Source material →
........
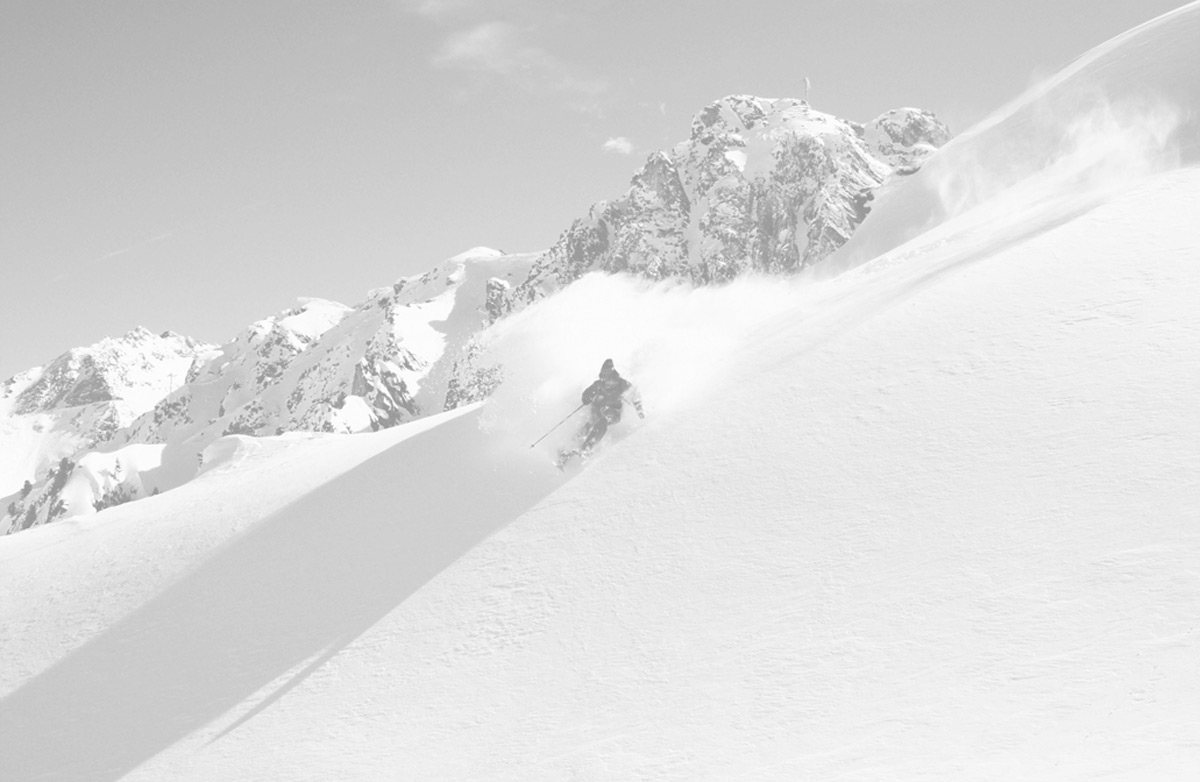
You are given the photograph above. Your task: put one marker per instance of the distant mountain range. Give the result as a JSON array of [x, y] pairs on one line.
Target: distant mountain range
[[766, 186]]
........
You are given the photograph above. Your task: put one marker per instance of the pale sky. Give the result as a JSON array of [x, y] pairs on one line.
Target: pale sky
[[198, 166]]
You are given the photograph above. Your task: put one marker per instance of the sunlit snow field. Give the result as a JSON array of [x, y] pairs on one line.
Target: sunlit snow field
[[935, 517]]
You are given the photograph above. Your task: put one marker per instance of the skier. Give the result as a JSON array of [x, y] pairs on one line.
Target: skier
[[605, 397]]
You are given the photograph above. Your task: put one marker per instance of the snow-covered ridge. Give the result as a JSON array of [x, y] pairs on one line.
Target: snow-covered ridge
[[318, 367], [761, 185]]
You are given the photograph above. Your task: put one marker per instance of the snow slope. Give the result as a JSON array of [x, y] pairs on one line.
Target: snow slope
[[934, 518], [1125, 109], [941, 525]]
........
Reproduce the entries unchanged, beginning with the line containing "of the skier." and continuing through the line containing "[[318, 367], [761, 185]]", with both of those lines included.

You are given the photograph above. Your task: put one marker per instance of the skier. Give the result as a JSON array of [x, y] pairs on one line.
Target: skier
[[605, 397]]
You are given the photograph above. Your task: put one marker per instance of the snow-covered ridge. Give the result as a JSON array of [x, y] pairs on one line.
Target: snow-covered ridge
[[318, 367], [761, 185]]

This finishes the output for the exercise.